### [What is expected]
An exact transcript of every entry is required, without any of the pictures.

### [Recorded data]
=== Section Start ===
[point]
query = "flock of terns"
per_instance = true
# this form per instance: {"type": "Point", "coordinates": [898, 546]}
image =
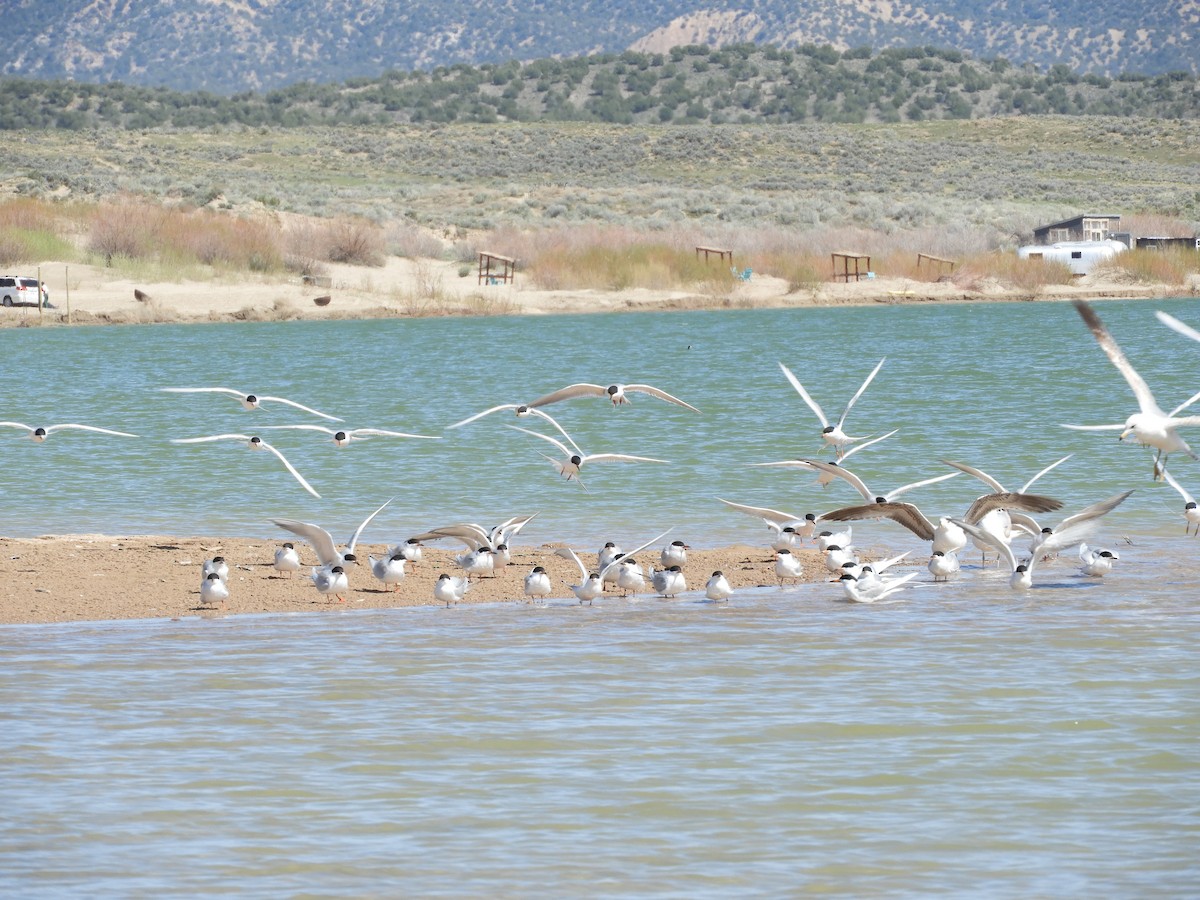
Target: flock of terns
{"type": "Point", "coordinates": [999, 521]}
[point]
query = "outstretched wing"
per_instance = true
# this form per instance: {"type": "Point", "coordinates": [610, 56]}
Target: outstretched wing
{"type": "Point", "coordinates": [804, 395]}
{"type": "Point", "coordinates": [1146, 401]}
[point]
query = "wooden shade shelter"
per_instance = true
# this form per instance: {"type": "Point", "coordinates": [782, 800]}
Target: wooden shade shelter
{"type": "Point", "coordinates": [495, 269]}
{"type": "Point", "coordinates": [862, 265]}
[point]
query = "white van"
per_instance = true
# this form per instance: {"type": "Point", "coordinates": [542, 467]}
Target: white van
{"type": "Point", "coordinates": [19, 291]}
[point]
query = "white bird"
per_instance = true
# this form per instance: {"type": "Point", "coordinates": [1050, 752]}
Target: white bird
{"type": "Point", "coordinates": [1150, 425]}
{"type": "Point", "coordinates": [787, 565]}
{"type": "Point", "coordinates": [591, 585]}
{"type": "Point", "coordinates": [943, 564]}
{"type": "Point", "coordinates": [214, 589]}
{"type": "Point", "coordinates": [478, 562]}
{"type": "Point", "coordinates": [1096, 563]}
{"type": "Point", "coordinates": [412, 550]}
{"type": "Point", "coordinates": [537, 583]}
{"type": "Point", "coordinates": [825, 478]}
{"type": "Point", "coordinates": [853, 589]}
{"type": "Point", "coordinates": [341, 438]}
{"type": "Point", "coordinates": [1191, 511]}
{"type": "Point", "coordinates": [323, 543]}
{"type": "Point", "coordinates": [569, 468]}
{"type": "Point", "coordinates": [718, 587]}
{"type": "Point", "coordinates": [675, 553]}
{"type": "Point", "coordinates": [669, 582]}
{"type": "Point", "coordinates": [832, 435]}
{"type": "Point", "coordinates": [39, 433]}
{"type": "Point", "coordinates": [802, 527]}
{"type": "Point", "coordinates": [250, 401]}
{"type": "Point", "coordinates": [287, 559]}
{"type": "Point", "coordinates": [216, 565]}
{"type": "Point", "coordinates": [450, 589]}
{"type": "Point", "coordinates": [616, 393]}
{"type": "Point", "coordinates": [630, 577]}
{"type": "Point", "coordinates": [253, 443]}
{"type": "Point", "coordinates": [389, 570]}
{"type": "Point", "coordinates": [330, 580]}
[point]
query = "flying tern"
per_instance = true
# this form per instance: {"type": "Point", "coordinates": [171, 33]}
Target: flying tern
{"type": "Point", "coordinates": [251, 401]}
{"type": "Point", "coordinates": [255, 443]}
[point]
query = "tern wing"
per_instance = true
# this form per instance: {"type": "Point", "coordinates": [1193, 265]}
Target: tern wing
{"type": "Point", "coordinates": [804, 395]}
{"type": "Point", "coordinates": [835, 469]}
{"type": "Point", "coordinates": [977, 473]}
{"type": "Point", "coordinates": [1177, 486]}
{"type": "Point", "coordinates": [660, 394]}
{"type": "Point", "coordinates": [905, 514]}
{"type": "Point", "coordinates": [618, 457]}
{"type": "Point", "coordinates": [771, 515]}
{"type": "Point", "coordinates": [859, 393]}
{"type": "Point", "coordinates": [1048, 468]}
{"type": "Point", "coordinates": [1146, 401]}
{"type": "Point", "coordinates": [556, 442]}
{"type": "Point", "coordinates": [321, 540]}
{"type": "Point", "coordinates": [1009, 499]}
{"type": "Point", "coordinates": [291, 468]}
{"type": "Point", "coordinates": [486, 412]}
{"type": "Point", "coordinates": [300, 406]}
{"type": "Point", "coordinates": [358, 532]}
{"type": "Point", "coordinates": [89, 427]}
{"type": "Point", "coordinates": [905, 489]}
{"type": "Point", "coordinates": [569, 393]}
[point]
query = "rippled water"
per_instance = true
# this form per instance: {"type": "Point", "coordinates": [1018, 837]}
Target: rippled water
{"type": "Point", "coordinates": [961, 742]}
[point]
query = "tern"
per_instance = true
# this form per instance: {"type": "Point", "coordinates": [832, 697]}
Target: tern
{"type": "Point", "coordinates": [718, 587]}
{"type": "Point", "coordinates": [287, 559]}
{"type": "Point", "coordinates": [1096, 563]}
{"type": "Point", "coordinates": [1150, 425]}
{"type": "Point", "coordinates": [616, 393]}
{"type": "Point", "coordinates": [832, 435]}
{"type": "Point", "coordinates": [323, 543]}
{"type": "Point", "coordinates": [1191, 511]}
{"type": "Point", "coordinates": [450, 589]}
{"type": "Point", "coordinates": [389, 570]}
{"type": "Point", "coordinates": [214, 589]}
{"type": "Point", "coordinates": [537, 583]}
{"type": "Point", "coordinates": [330, 581]}
{"type": "Point", "coordinates": [569, 468]}
{"type": "Point", "coordinates": [341, 438]}
{"type": "Point", "coordinates": [39, 433]}
{"type": "Point", "coordinates": [250, 401]}
{"type": "Point", "coordinates": [255, 443]}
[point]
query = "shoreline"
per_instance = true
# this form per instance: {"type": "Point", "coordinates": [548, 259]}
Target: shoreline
{"type": "Point", "coordinates": [425, 288]}
{"type": "Point", "coordinates": [63, 579]}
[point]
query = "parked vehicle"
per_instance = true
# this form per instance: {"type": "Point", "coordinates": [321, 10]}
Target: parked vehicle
{"type": "Point", "coordinates": [19, 291]}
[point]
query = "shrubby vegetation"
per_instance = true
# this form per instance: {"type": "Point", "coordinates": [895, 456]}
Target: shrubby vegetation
{"type": "Point", "coordinates": [738, 83]}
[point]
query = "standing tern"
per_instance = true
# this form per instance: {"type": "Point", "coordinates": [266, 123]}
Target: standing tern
{"type": "Point", "coordinates": [250, 401]}
{"type": "Point", "coordinates": [253, 443]}
{"type": "Point", "coordinates": [1150, 425]}
{"type": "Point", "coordinates": [832, 435]}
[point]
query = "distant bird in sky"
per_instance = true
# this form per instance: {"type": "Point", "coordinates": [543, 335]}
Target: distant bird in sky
{"type": "Point", "coordinates": [37, 433]}
{"type": "Point", "coordinates": [250, 401]}
{"type": "Point", "coordinates": [1150, 425]}
{"type": "Point", "coordinates": [617, 393]}
{"type": "Point", "coordinates": [255, 443]}
{"type": "Point", "coordinates": [832, 435]}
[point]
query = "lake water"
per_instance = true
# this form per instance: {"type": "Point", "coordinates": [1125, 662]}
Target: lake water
{"type": "Point", "coordinates": [964, 741]}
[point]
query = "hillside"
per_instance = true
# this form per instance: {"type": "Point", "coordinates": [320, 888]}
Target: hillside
{"type": "Point", "coordinates": [231, 46]}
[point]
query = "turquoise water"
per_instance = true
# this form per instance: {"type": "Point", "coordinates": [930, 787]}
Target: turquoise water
{"type": "Point", "coordinates": [963, 742]}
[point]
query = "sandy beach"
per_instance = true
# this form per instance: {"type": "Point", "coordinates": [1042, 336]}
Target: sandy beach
{"type": "Point", "coordinates": [97, 577]}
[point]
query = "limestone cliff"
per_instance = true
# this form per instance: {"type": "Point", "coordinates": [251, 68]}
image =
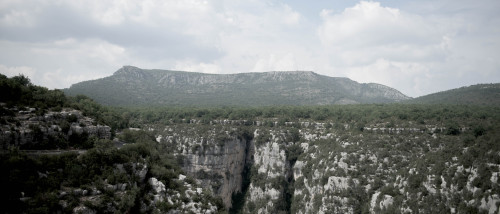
=== Section End ===
### [Answer to the problem]
[point]
query = "flock of terns"
per_instance = true
# this form per instance: {"type": "Point", "coordinates": [898, 546]}
image =
Target: flock of terns
{"type": "Point", "coordinates": [999, 521]}
[point]
query = "outstretched wing"
per_instance = true
# this form per instance: {"type": "Point", "coordinates": [610, 56]}
Target: outstretched wing
{"type": "Point", "coordinates": [804, 395]}
{"type": "Point", "coordinates": [1146, 401]}
[point]
query = "wooden shade shelter"
per_instance = true
# this form per instance: {"type": "Point", "coordinates": [782, 800]}
Target: wooden shade shelter
{"type": "Point", "coordinates": [495, 269]}
{"type": "Point", "coordinates": [862, 265]}
[point]
query = "white van"
per_instance = true
# this form per instance: {"type": "Point", "coordinates": [542, 467]}
Target: white van
{"type": "Point", "coordinates": [19, 291]}
[point]
query = "white bird"
per_instance = true
# this form per instance: {"type": "Point", "coordinates": [1050, 752]}
Target: white bird
{"type": "Point", "coordinates": [1150, 425]}
{"type": "Point", "coordinates": [787, 565]}
{"type": "Point", "coordinates": [591, 585]}
{"type": "Point", "coordinates": [943, 564]}
{"type": "Point", "coordinates": [214, 589]}
{"type": "Point", "coordinates": [478, 562]}
{"type": "Point", "coordinates": [1096, 563]}
{"type": "Point", "coordinates": [412, 550]}
{"type": "Point", "coordinates": [537, 583]}
{"type": "Point", "coordinates": [825, 478]}
{"type": "Point", "coordinates": [853, 589]}
{"type": "Point", "coordinates": [341, 438]}
{"type": "Point", "coordinates": [1191, 511]}
{"type": "Point", "coordinates": [323, 543]}
{"type": "Point", "coordinates": [569, 468]}
{"type": "Point", "coordinates": [718, 587]}
{"type": "Point", "coordinates": [675, 553]}
{"type": "Point", "coordinates": [669, 582]}
{"type": "Point", "coordinates": [832, 435]}
{"type": "Point", "coordinates": [39, 433]}
{"type": "Point", "coordinates": [802, 527]}
{"type": "Point", "coordinates": [250, 401]}
{"type": "Point", "coordinates": [287, 559]}
{"type": "Point", "coordinates": [216, 565]}
{"type": "Point", "coordinates": [450, 589]}
{"type": "Point", "coordinates": [616, 393]}
{"type": "Point", "coordinates": [630, 577]}
{"type": "Point", "coordinates": [253, 443]}
{"type": "Point", "coordinates": [389, 570]}
{"type": "Point", "coordinates": [330, 580]}
[point]
query = "flying tern"
per_instance = true
# this form per instance: {"type": "Point", "coordinates": [171, 33]}
Target: flying tern
{"type": "Point", "coordinates": [251, 401]}
{"type": "Point", "coordinates": [255, 443]}
[point]
query = "tern wing"
per_instance = true
# this form per instance: {"type": "Point", "coordinates": [1193, 265]}
Target: tern wing
{"type": "Point", "coordinates": [804, 395]}
{"type": "Point", "coordinates": [835, 469]}
{"type": "Point", "coordinates": [977, 473]}
{"type": "Point", "coordinates": [1177, 486]}
{"type": "Point", "coordinates": [660, 394]}
{"type": "Point", "coordinates": [905, 514]}
{"type": "Point", "coordinates": [618, 457]}
{"type": "Point", "coordinates": [771, 515]}
{"type": "Point", "coordinates": [859, 393]}
{"type": "Point", "coordinates": [1048, 468]}
{"type": "Point", "coordinates": [1146, 401]}
{"type": "Point", "coordinates": [556, 442]}
{"type": "Point", "coordinates": [321, 540]}
{"type": "Point", "coordinates": [1009, 499]}
{"type": "Point", "coordinates": [291, 468]}
{"type": "Point", "coordinates": [486, 412]}
{"type": "Point", "coordinates": [300, 406]}
{"type": "Point", "coordinates": [358, 532]}
{"type": "Point", "coordinates": [89, 427]}
{"type": "Point", "coordinates": [905, 489]}
{"type": "Point", "coordinates": [569, 393]}
[point]
query = "rippled water"
per_instance = true
# this form per instance: {"type": "Point", "coordinates": [1018, 837]}
Target: rippled water
{"type": "Point", "coordinates": [961, 742]}
[point]
query = "tern"
per_instance = true
# this form per instance: {"type": "Point", "coordinates": [832, 697]}
Target: tern
{"type": "Point", "coordinates": [718, 587]}
{"type": "Point", "coordinates": [287, 559]}
{"type": "Point", "coordinates": [1096, 563]}
{"type": "Point", "coordinates": [1150, 425]}
{"type": "Point", "coordinates": [616, 393]}
{"type": "Point", "coordinates": [832, 435]}
{"type": "Point", "coordinates": [323, 543]}
{"type": "Point", "coordinates": [1191, 511]}
{"type": "Point", "coordinates": [450, 589]}
{"type": "Point", "coordinates": [389, 570]}
{"type": "Point", "coordinates": [214, 589]}
{"type": "Point", "coordinates": [537, 583]}
{"type": "Point", "coordinates": [330, 581]}
{"type": "Point", "coordinates": [569, 468]}
{"type": "Point", "coordinates": [341, 438]}
{"type": "Point", "coordinates": [39, 433]}
{"type": "Point", "coordinates": [250, 401]}
{"type": "Point", "coordinates": [255, 443]}
[point]
query = "shoreline"
per_instance = true
# this form per instance: {"type": "Point", "coordinates": [548, 259]}
Target: shoreline
{"type": "Point", "coordinates": [425, 288]}
{"type": "Point", "coordinates": [63, 579]}
[point]
query = "parked vehicle"
per_instance = true
# this form per instance: {"type": "Point", "coordinates": [321, 10]}
Target: parked vehicle
{"type": "Point", "coordinates": [19, 291]}
[point]
query = "shrubby vegetation"
per_instance = true
# this form per instance: {"type": "Point", "coordinates": [895, 456]}
Target: shrubby vegetation
{"type": "Point", "coordinates": [738, 83]}
[point]
query = "standing tern"
per_instance = true
# this form per instance: {"type": "Point", "coordinates": [266, 123]}
Target: standing tern
{"type": "Point", "coordinates": [250, 401]}
{"type": "Point", "coordinates": [253, 443]}
{"type": "Point", "coordinates": [1150, 425]}
{"type": "Point", "coordinates": [832, 435]}
[point]
query = "distant bird in sky"
per_instance = true
# this form per instance: {"type": "Point", "coordinates": [543, 335]}
Target: distant bird in sky
{"type": "Point", "coordinates": [37, 433]}
{"type": "Point", "coordinates": [250, 401]}
{"type": "Point", "coordinates": [1150, 425]}
{"type": "Point", "coordinates": [617, 393]}
{"type": "Point", "coordinates": [255, 443]}
{"type": "Point", "coordinates": [832, 435]}
[point]
query = "lake water"
per_instance = true
# this form per instance: {"type": "Point", "coordinates": [1125, 662]}
Target: lake water
{"type": "Point", "coordinates": [964, 741]}
[point]
query = "hillside"
per_instance = true
# this form per instance: {"type": "Point", "coordinates": [320, 888]}
Target: hillside
{"type": "Point", "coordinates": [231, 46]}
[point]
query = "turquoise water"
per_instance = true
# this form per instance: {"type": "Point", "coordinates": [930, 787]}
Target: turquoise water
{"type": "Point", "coordinates": [963, 742]}
[point]
query = "sandy beach"
per_instance = true
# this form per instance: {"type": "Point", "coordinates": [1042, 336]}
Target: sandy beach
{"type": "Point", "coordinates": [97, 577]}
[point]
query = "limestone cliff"
per_instance = true
# this form per instance: {"type": "Point", "coordinates": [251, 68]}
image =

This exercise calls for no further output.